→ **SELECTION**
>> BEGIN

1. Field of the Invention
This invention relates generally to the field of data processing systems. More particularly, the invention relates to a proxy server configured to support instant messaging sessions across different, normally incompatible IM services.
2. Description of the Related Art
Instant messaging systems provide for live, text-based chat sessions between two or more users. Unlike e-mail, instant messaging requires that all parties be online at the same time. AOL's Instant Messenger (“AIM®”), Microsoft Network Messenger Service (“MSNMS®”), ICQ® and Yahoo! Messenger® are the major instant messaging services.
Instant messaging clients allows users to maintain a list of contacts, often referred to as a “buddy list” or “contact list.” A user can send instant messages to any of the people in the user's list, as long as those people are online. Sending a message opens up a small window where the user and the user's buddies can type in messages that both can see.
Most of the popular instant messaging programs provide a variety of supplemental features including, for example, Web links (the ability to share links to Websites); image sharing (the ability to view images stored on a buddy's computer; sound sharing (the ability transmit sounds to a buddy); file sharing (the ability to transmit files to a buddy); audio communication (the ability to use the Internet instead of a phone to actually talk with buddies); and information streaming (streaming of real-time or near-real-time information such as stock quotes and news headlines).
Some of the basic principles associated with an instant messaging session will now be described with respect to FIG. 1. In order to establish an instant messaging session, client computers 102 and 104 operated by end users, must initially connect over a network (e.g., the Internet) to an instant messaging service 100. The client computers 102 and 104 typically establish a connection via a dial up line, cable modem connection or digital subscriber line (“DSL”). Alternatively, the client computers 102 or 104 may be connected to the Internet via a local area network (“LAN”) gateway.
In order to communicate with the specified instant messaging service 100, proprietary instant messaging client software must initially be installed on the client computers 102 and 104. For example, if the instant messaging service 100 is AIM, then AOL's proprietary instant messaging client software must be installed. The client software allows the client computers 102 and 104 to communicate with the AIM server using AOL's proprietary instant messaging protocol.

>> END

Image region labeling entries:
>> BEGIN

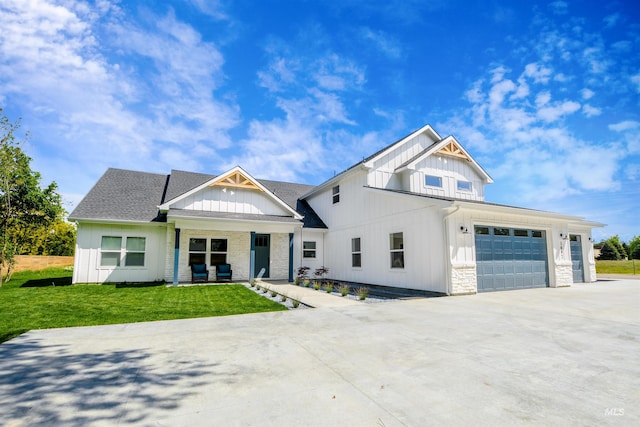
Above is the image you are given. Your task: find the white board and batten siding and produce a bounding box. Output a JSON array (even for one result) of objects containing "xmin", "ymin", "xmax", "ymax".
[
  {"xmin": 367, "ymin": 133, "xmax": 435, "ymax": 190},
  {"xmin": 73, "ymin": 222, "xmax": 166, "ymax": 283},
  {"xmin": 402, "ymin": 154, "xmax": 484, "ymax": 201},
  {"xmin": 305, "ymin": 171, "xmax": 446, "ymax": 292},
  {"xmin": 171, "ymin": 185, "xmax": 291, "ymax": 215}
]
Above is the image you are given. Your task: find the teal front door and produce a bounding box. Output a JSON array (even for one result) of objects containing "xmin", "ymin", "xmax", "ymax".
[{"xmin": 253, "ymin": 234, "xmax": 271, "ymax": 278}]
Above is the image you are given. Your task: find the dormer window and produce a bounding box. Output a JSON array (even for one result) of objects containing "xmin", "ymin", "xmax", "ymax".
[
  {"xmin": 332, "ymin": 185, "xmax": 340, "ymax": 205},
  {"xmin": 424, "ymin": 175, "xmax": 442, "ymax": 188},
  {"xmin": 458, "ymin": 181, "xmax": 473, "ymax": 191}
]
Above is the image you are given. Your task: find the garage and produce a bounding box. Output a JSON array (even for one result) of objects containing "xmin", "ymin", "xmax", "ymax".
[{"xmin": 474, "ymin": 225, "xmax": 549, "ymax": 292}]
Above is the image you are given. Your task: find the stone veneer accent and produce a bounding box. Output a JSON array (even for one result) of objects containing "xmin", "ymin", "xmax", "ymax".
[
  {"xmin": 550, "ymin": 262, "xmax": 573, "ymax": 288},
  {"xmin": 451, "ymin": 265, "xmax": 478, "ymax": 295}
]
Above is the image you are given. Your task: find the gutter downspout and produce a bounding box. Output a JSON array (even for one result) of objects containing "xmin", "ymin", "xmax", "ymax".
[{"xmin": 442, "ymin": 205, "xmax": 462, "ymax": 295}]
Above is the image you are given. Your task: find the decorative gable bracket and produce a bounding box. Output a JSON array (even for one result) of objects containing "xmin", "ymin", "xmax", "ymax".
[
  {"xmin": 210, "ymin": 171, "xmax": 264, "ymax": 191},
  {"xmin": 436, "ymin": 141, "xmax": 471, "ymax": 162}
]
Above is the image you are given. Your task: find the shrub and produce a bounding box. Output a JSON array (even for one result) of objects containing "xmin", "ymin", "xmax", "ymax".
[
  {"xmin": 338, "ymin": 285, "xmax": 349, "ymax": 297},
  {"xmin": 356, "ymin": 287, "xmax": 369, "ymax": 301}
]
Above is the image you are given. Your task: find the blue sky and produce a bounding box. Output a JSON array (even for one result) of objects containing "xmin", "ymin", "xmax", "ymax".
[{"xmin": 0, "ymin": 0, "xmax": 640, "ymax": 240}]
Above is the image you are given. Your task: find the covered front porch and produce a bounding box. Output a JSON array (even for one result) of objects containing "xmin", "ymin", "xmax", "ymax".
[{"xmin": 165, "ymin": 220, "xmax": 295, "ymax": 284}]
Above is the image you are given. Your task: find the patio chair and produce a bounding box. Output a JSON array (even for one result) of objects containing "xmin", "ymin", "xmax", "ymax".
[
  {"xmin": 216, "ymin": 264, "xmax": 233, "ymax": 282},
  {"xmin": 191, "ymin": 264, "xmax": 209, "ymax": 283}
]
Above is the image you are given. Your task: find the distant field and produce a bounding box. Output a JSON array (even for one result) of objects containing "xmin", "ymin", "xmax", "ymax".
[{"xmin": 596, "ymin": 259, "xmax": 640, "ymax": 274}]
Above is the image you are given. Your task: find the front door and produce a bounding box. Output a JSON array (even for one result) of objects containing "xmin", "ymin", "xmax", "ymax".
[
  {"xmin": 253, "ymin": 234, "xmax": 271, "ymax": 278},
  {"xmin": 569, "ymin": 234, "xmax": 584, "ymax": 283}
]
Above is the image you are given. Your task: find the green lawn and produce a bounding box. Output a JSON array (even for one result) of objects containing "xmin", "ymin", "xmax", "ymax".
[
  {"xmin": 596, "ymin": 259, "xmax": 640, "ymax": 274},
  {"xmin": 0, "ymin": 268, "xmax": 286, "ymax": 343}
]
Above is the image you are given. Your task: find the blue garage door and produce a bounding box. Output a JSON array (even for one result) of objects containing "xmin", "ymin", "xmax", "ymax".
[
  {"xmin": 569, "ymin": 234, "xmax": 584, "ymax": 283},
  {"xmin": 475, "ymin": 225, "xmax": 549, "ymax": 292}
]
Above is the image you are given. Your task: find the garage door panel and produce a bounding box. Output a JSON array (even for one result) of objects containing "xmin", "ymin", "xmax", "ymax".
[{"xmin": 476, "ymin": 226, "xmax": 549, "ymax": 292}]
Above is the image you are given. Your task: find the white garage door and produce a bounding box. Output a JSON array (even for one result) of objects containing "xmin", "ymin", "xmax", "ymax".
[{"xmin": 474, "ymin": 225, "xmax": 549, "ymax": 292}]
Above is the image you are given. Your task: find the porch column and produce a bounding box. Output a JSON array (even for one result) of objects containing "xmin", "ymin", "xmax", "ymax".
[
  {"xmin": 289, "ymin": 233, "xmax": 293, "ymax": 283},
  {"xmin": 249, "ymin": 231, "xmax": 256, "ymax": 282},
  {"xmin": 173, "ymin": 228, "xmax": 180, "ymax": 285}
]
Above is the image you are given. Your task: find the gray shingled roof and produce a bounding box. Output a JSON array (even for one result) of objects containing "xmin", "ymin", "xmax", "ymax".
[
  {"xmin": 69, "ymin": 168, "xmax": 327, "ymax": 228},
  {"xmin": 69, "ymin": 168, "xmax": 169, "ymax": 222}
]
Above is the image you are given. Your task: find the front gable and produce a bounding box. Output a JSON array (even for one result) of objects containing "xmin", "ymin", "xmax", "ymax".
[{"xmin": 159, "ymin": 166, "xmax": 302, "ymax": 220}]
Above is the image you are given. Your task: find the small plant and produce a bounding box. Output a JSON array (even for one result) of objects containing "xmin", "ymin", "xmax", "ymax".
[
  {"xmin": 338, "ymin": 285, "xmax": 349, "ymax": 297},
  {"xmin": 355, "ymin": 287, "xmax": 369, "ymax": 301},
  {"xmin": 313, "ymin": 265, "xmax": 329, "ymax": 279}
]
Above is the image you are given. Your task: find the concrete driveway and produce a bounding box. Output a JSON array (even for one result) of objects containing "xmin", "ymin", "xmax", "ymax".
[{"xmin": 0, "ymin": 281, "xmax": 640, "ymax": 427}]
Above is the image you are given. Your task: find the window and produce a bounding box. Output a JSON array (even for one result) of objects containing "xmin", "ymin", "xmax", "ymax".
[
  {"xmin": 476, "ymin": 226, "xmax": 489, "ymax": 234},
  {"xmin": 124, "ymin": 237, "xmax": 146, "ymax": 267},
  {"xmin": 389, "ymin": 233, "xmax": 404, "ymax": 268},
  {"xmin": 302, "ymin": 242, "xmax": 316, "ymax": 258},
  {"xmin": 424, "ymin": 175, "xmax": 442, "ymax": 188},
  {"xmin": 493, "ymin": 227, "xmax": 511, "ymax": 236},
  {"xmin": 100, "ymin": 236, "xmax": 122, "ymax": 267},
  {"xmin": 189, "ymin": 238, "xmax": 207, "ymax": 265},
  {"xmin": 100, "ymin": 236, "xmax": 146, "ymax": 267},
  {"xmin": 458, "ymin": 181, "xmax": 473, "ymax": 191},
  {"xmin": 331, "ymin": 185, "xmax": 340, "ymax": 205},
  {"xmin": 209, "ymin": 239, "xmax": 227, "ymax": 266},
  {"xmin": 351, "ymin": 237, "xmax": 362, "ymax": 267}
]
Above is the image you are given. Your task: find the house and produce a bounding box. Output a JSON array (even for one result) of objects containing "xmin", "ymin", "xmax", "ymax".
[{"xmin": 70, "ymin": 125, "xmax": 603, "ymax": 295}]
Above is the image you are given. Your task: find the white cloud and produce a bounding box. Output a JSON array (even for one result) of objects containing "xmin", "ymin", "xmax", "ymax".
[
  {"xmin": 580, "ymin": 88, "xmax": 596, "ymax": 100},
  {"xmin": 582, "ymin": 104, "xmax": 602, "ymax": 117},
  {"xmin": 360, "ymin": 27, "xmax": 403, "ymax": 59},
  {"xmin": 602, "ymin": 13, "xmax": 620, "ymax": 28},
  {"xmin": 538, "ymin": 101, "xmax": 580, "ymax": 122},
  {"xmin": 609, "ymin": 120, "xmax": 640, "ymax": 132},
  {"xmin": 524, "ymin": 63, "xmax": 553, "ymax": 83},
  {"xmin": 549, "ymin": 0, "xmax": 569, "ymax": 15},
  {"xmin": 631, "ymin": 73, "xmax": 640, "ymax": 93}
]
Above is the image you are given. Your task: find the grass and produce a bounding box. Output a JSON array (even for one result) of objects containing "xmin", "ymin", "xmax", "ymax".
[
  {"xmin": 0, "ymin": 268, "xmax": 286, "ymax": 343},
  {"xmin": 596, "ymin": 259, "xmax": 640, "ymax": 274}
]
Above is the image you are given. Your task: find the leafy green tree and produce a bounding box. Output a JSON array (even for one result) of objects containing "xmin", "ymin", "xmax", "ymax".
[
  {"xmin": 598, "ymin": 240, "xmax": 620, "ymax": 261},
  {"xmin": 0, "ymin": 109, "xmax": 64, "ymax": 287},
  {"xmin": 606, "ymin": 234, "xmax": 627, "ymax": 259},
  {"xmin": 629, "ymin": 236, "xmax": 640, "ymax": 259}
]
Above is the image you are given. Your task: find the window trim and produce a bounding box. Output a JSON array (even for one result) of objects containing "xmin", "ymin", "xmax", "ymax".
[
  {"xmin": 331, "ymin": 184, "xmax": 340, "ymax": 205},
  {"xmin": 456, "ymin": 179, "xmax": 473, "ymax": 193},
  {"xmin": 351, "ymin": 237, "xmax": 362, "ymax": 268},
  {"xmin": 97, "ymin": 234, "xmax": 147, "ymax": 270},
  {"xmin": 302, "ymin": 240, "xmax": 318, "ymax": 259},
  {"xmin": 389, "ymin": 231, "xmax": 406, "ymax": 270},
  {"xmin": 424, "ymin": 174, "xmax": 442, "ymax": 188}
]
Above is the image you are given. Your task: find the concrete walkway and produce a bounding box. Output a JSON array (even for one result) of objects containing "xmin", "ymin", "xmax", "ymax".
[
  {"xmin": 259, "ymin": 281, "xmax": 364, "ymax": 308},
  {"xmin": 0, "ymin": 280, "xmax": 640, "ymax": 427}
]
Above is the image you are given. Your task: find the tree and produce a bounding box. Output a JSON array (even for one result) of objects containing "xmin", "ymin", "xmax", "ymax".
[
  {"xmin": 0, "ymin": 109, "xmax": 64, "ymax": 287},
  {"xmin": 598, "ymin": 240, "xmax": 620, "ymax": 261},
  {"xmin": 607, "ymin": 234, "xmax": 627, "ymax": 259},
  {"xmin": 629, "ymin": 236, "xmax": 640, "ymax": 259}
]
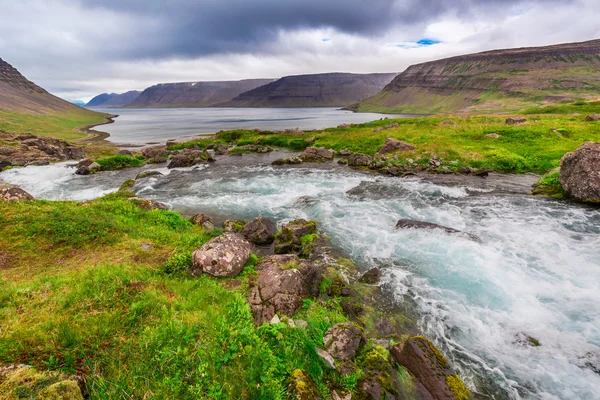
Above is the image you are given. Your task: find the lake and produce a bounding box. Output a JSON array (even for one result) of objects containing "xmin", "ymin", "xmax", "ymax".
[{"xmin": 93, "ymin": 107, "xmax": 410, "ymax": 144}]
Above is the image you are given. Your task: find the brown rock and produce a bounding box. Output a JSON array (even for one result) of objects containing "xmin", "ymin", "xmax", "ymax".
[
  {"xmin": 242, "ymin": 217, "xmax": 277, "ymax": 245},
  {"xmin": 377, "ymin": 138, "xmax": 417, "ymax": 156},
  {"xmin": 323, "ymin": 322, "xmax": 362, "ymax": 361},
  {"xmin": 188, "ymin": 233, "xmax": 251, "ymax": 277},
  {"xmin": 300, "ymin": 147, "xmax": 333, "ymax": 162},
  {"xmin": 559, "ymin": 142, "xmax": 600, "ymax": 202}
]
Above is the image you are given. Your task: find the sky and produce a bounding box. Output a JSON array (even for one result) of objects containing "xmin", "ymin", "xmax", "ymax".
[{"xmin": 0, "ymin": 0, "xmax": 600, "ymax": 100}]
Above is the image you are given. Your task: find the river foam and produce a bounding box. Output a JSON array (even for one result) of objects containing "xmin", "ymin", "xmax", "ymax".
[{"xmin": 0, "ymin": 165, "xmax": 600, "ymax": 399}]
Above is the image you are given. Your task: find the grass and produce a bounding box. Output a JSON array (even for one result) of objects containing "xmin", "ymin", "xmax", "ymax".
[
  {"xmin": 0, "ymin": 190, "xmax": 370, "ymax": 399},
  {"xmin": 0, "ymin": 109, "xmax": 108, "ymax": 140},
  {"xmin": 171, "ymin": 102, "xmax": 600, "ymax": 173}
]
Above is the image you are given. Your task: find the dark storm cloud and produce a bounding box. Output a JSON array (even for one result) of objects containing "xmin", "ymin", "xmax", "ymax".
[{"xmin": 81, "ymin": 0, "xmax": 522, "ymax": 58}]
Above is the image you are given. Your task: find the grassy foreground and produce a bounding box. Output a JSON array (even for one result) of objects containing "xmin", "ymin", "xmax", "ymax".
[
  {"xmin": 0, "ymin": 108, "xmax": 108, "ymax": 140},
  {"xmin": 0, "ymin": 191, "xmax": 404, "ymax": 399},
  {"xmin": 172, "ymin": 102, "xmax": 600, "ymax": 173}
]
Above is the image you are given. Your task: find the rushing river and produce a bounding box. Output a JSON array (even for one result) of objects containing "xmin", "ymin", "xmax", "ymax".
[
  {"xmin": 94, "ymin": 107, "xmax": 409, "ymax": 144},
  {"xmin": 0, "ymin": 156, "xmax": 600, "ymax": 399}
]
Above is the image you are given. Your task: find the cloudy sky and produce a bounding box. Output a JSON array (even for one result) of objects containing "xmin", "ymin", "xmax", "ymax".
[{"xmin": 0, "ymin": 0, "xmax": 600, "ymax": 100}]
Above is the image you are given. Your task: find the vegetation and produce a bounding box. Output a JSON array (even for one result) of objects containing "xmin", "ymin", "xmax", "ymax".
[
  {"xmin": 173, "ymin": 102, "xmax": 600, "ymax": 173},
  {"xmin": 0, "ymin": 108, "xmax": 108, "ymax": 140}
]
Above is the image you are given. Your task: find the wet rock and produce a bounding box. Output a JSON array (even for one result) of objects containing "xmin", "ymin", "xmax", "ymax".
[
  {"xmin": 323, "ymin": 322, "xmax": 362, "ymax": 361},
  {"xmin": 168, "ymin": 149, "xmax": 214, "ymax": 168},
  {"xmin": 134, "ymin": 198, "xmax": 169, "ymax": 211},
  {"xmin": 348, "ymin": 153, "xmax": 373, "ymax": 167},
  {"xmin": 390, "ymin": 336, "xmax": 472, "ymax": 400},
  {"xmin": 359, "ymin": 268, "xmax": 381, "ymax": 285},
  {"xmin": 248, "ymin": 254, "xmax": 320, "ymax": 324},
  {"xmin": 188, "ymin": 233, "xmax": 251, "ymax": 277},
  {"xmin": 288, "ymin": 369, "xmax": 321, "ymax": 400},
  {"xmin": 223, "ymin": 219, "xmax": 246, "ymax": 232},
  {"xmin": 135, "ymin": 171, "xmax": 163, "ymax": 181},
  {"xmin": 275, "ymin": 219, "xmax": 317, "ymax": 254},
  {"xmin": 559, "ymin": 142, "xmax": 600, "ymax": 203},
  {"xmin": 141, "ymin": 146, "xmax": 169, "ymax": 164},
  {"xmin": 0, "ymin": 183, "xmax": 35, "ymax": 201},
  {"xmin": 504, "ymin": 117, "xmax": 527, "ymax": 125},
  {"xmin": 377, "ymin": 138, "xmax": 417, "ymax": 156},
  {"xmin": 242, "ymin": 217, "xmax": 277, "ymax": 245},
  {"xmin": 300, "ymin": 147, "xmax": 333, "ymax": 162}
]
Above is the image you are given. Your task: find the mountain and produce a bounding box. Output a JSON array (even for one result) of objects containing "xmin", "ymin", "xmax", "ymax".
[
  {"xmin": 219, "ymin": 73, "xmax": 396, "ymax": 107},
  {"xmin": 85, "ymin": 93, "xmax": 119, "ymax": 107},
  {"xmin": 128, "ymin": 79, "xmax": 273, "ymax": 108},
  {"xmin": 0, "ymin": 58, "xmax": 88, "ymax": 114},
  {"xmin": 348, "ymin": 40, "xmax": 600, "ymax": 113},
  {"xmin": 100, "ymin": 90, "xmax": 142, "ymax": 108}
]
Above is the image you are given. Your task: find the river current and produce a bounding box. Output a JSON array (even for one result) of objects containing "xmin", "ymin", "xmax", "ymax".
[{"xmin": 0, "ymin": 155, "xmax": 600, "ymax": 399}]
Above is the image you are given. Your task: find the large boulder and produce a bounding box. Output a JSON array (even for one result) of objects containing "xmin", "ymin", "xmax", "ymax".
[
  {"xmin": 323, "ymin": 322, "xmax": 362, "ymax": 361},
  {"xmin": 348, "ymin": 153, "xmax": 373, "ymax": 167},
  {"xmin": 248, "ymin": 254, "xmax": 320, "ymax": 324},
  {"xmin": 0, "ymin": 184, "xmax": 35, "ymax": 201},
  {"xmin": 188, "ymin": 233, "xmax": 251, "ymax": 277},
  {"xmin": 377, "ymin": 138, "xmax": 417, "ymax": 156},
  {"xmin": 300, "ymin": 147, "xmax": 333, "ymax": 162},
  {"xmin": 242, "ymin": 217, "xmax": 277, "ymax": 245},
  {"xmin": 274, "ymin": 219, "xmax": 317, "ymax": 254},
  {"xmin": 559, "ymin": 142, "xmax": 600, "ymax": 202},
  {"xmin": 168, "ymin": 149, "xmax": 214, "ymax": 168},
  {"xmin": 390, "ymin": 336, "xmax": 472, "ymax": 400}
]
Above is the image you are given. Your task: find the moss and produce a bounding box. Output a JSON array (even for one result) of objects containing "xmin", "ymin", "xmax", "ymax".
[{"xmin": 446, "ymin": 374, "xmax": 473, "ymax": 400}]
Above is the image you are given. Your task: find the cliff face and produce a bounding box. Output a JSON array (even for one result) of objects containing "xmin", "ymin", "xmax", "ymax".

>> END

→ **EXERCISE REQUIREMENTS**
Answer these questions from the instant messaging text:
1. What does the invention relate to, more particularly?
2. Unlike e-mail, what does instant messaging require of all parties?
3. If the instant messaging service is AIM, what software must be installed on the client computers?

→ **COMPLETE OUTPUT**
1. A proxy server configured to support instant messaging sessions across different, normally incompatible IM services.
2. All parties must be online at the same time.
3. AOL's proprietary instant messaging client software.